TASK BRIEF. Copy out each line below that contains the word "outline". Case counts.

GIVEN RECORDS.

● ● ● ● ●

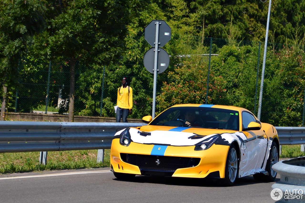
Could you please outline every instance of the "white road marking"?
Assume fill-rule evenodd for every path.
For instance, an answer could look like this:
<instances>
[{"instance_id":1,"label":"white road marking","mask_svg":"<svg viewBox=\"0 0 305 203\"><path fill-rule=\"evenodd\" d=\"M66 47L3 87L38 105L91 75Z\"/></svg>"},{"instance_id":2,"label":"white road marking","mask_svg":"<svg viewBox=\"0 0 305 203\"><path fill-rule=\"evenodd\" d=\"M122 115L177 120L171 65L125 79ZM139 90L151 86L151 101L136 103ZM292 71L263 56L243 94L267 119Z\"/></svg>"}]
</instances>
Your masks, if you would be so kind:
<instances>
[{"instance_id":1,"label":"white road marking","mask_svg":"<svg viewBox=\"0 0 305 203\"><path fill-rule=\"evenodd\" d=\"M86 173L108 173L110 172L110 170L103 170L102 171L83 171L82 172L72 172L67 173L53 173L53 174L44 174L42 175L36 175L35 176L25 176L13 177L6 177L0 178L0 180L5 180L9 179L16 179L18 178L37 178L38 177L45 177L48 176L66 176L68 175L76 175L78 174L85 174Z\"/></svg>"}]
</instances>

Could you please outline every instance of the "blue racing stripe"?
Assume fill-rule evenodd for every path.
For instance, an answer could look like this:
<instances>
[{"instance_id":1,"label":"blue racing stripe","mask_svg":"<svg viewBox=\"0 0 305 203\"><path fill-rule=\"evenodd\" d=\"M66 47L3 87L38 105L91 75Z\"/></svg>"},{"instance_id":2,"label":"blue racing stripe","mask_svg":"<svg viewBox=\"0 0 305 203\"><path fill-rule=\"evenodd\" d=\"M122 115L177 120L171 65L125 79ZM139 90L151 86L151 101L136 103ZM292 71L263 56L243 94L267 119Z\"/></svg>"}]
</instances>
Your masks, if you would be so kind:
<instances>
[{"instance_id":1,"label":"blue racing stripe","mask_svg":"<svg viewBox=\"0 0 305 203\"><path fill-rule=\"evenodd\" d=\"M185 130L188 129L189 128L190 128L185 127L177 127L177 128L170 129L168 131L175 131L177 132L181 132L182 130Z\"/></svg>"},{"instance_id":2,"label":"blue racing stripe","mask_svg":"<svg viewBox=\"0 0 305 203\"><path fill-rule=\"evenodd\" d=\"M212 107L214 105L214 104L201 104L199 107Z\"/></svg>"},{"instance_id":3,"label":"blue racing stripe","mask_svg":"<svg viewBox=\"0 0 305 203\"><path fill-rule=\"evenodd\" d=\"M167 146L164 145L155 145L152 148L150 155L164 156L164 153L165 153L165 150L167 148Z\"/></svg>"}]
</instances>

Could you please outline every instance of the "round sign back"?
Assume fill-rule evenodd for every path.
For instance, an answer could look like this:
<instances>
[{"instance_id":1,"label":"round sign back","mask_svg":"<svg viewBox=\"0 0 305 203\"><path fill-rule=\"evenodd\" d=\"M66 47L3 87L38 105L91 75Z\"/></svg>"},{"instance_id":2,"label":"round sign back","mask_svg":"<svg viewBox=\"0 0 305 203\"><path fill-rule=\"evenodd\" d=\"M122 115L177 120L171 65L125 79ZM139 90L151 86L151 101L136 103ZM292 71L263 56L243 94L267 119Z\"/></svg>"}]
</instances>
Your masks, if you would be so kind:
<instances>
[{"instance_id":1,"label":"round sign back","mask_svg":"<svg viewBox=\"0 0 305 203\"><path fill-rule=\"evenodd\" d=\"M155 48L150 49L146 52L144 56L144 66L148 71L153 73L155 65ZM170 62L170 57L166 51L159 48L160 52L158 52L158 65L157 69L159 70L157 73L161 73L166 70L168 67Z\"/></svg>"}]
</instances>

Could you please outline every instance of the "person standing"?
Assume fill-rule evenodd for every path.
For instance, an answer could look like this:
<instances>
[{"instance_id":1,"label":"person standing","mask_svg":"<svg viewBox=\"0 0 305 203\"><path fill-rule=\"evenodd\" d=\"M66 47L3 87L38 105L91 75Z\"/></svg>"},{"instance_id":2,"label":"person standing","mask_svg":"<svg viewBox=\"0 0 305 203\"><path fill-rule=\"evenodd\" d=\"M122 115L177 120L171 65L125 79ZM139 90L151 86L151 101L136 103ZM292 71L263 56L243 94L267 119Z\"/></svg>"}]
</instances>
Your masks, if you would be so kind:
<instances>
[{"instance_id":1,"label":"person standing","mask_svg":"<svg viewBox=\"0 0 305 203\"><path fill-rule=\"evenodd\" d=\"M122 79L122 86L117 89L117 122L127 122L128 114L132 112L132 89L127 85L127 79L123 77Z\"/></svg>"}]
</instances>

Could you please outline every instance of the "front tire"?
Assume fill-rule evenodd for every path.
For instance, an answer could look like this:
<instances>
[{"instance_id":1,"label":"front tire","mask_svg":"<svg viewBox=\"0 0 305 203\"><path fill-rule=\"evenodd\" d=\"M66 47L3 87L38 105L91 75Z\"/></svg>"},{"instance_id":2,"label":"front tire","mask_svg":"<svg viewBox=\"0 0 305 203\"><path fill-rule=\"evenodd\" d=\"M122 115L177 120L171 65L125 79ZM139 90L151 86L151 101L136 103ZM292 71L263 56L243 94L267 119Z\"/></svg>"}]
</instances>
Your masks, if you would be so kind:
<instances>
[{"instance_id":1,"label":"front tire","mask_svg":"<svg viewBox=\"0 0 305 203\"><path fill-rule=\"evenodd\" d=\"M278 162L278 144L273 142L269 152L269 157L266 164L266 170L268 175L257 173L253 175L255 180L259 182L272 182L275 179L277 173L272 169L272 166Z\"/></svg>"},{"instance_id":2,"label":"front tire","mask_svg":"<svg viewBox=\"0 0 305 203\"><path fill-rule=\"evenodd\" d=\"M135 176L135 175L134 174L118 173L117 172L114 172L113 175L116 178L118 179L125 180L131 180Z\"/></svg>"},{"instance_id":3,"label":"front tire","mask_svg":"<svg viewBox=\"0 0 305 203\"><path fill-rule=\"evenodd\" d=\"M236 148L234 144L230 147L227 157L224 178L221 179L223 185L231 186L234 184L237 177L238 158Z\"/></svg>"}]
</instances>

● ● ● ● ●

RESULT.
Could you please outline every instance of the "white road marking"?
Could you please outline every instance of the "blue racing stripe"?
Could you please outline every instance of the "round sign back"?
Could you please outline every instance of the "person standing"?
Could you please outline every instance of the "front tire"?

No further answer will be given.